§ WHAT YOU HAVE TO DO:
Can you return, unchanged, everything in the material below from its first line down to the line containing "119], [864, 119]]", with both of those lines included?

(Named region outline material)
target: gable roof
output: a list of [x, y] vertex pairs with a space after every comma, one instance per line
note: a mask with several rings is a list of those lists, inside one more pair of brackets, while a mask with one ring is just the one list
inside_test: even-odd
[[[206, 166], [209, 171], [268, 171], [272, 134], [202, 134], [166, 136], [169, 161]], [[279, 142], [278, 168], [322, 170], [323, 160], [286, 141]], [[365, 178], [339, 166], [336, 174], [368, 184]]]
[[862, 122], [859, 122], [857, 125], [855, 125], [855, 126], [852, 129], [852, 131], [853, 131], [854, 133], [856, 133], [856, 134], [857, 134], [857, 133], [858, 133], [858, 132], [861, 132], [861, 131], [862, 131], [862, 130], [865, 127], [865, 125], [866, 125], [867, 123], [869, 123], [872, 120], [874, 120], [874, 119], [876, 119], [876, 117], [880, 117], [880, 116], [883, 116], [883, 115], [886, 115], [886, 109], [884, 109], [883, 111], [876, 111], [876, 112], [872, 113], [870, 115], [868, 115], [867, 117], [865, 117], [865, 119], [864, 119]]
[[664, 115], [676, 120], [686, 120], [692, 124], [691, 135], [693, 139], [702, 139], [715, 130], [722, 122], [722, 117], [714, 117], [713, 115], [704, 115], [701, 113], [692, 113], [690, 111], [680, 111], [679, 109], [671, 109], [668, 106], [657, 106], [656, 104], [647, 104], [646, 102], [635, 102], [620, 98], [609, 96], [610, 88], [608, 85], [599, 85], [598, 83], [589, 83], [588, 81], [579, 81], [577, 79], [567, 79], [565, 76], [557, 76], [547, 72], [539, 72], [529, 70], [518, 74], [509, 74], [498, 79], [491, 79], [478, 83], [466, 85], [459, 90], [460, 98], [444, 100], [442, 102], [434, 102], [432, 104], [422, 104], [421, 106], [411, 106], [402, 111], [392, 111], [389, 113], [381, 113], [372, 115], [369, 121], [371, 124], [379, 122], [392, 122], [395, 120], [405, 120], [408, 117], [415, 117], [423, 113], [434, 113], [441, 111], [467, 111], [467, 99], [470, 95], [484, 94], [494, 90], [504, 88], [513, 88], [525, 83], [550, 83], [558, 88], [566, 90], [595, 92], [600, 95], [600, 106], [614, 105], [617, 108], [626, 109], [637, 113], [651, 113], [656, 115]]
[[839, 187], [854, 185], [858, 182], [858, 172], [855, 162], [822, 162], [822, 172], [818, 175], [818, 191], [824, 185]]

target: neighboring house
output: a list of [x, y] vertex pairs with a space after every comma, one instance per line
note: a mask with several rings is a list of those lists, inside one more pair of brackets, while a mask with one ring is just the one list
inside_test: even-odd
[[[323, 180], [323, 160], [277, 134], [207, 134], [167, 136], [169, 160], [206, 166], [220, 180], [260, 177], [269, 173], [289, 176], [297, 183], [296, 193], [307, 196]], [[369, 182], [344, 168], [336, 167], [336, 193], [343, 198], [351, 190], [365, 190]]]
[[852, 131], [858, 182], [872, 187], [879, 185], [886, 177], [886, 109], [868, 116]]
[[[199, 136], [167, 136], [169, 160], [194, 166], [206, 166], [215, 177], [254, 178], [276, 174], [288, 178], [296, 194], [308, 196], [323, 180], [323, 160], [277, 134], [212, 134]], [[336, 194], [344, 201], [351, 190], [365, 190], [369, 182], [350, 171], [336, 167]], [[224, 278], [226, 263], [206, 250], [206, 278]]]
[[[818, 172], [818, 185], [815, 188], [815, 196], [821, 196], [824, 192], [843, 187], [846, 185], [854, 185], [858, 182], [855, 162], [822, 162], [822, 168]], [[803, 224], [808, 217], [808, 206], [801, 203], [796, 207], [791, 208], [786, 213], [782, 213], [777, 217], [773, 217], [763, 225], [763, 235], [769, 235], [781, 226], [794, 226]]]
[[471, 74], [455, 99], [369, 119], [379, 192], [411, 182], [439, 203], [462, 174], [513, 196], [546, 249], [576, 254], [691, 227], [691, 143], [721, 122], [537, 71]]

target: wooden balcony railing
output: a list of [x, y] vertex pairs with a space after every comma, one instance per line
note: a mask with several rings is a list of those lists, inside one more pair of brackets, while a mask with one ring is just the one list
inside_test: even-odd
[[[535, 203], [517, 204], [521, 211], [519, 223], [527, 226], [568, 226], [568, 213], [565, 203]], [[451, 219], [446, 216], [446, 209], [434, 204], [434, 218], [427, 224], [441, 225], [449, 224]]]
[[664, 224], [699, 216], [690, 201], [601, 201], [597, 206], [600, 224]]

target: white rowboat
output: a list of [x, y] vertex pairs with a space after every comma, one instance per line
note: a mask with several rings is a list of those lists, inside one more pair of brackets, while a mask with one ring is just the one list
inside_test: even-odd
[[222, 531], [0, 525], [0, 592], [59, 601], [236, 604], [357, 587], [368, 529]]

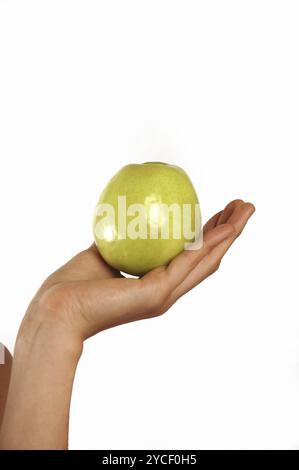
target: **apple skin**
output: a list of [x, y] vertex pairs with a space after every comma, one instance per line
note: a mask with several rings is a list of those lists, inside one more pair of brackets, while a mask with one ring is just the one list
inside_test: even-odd
[[[194, 227], [195, 211], [198, 204], [195, 189], [186, 174], [178, 166], [161, 162], [130, 164], [121, 168], [109, 181], [102, 192], [98, 204], [111, 204], [117, 214], [118, 196], [126, 196], [130, 204], [143, 204], [147, 210], [151, 204], [191, 204], [191, 221]], [[199, 211], [199, 226], [201, 215]], [[132, 217], [131, 217], [132, 218]], [[127, 221], [130, 217], [127, 217]], [[93, 233], [97, 248], [103, 259], [113, 268], [135, 276], [141, 276], [159, 266], [167, 265], [178, 253], [183, 251], [186, 242], [183, 235], [173, 238], [172, 217], [170, 216], [169, 239], [117, 238], [117, 223], [105, 228], [110, 236], [105, 237], [103, 229], [96, 229], [99, 217], [94, 216]], [[117, 220], [116, 220], [117, 222]], [[159, 228], [160, 229], [160, 228]], [[111, 239], [111, 233], [114, 234]], [[148, 226], [149, 233], [149, 226]], [[159, 232], [160, 233], [160, 232]], [[104, 239], [103, 239], [104, 238]]]

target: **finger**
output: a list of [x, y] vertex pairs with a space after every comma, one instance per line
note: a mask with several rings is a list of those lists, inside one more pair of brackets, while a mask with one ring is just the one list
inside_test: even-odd
[[216, 227], [218, 219], [220, 215], [222, 214], [222, 211], [217, 212], [217, 214], [213, 215], [204, 225], [203, 227], [203, 232], [208, 232], [209, 230], [212, 230], [212, 228]]
[[175, 292], [172, 294], [172, 303], [195, 287], [197, 284], [202, 282], [215, 269], [217, 269], [217, 266], [220, 264], [222, 257], [230, 248], [234, 240], [240, 235], [254, 211], [255, 208], [250, 203], [243, 203], [242, 206], [237, 206], [228, 220], [228, 222], [234, 227], [233, 235], [229, 236], [224, 241], [215, 246], [212, 250], [210, 250], [209, 254], [205, 256], [202, 261], [193, 269], [184, 282], [176, 288]]
[[165, 270], [166, 282], [171, 290], [181, 284], [195, 266], [219, 243], [234, 233], [234, 227], [229, 224], [219, 225], [206, 232], [201, 248], [184, 250], [176, 256]]
[[255, 207], [249, 202], [244, 202], [241, 206], [237, 207], [228, 219], [229, 223], [232, 224], [235, 228], [235, 236], [228, 238], [223, 243], [220, 243], [215, 250], [215, 256], [220, 256], [221, 258], [225, 255], [231, 245], [234, 243], [236, 238], [238, 238], [245, 226], [247, 225], [248, 220], [254, 214]]
[[220, 215], [217, 223], [218, 224], [226, 224], [229, 220], [229, 218], [232, 216], [234, 211], [242, 206], [244, 204], [244, 201], [242, 199], [235, 199], [234, 201], [231, 201], [227, 206], [224, 208], [222, 211], [222, 214]]

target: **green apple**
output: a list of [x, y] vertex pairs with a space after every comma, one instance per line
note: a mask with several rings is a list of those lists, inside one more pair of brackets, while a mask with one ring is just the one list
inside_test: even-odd
[[198, 238], [200, 225], [198, 198], [186, 172], [147, 162], [127, 165], [109, 181], [93, 232], [110, 266], [140, 276], [167, 265]]

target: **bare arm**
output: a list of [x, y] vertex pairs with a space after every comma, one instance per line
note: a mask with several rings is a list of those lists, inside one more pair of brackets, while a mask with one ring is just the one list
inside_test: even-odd
[[0, 343], [0, 429], [5, 410], [11, 367], [12, 355], [8, 349]]
[[67, 448], [83, 341], [106, 328], [166, 312], [218, 269], [253, 212], [252, 204], [231, 202], [206, 224], [202, 248], [184, 251], [141, 279], [123, 278], [94, 246], [52, 274], [19, 330], [0, 448]]

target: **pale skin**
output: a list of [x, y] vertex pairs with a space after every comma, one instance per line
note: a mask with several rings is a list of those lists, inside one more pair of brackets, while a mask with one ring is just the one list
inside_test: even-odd
[[[254, 210], [251, 203], [232, 201], [206, 223], [200, 249], [184, 251], [140, 279], [110, 268], [95, 245], [51, 274], [19, 329], [0, 448], [67, 449], [72, 386], [84, 341], [165, 313], [217, 271]], [[1, 386], [8, 380], [9, 374]]]

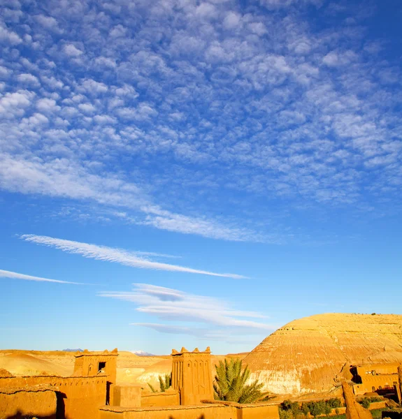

§ THE RESULT:
target: gable roof
output: a list of [x, y] vertex pairs with a space after every comma, one instance per line
note: a mask with several rings is a list of those lists, inside one more pair of brackets, while a mask with one ring is just the one list
inside_test: even-odd
[[[206, 166], [209, 171], [268, 171], [272, 134], [202, 134], [166, 136], [169, 161]], [[279, 142], [278, 168], [322, 170], [323, 160], [286, 141]], [[365, 178], [339, 166], [336, 174], [368, 184]]]
[[862, 122], [859, 122], [857, 125], [855, 125], [855, 126], [852, 129], [852, 131], [853, 131], [854, 133], [856, 133], [856, 134], [857, 134], [857, 133], [858, 133], [858, 132], [861, 132], [861, 131], [862, 131], [862, 130], [865, 127], [865, 125], [866, 125], [867, 123], [869, 123], [872, 120], [874, 120], [874, 119], [876, 119], [876, 117], [880, 117], [880, 116], [883, 116], [883, 115], [886, 115], [886, 109], [884, 109], [883, 111], [876, 111], [876, 112], [872, 113], [870, 115], [868, 115], [867, 117], [865, 117], [865, 119], [864, 119]]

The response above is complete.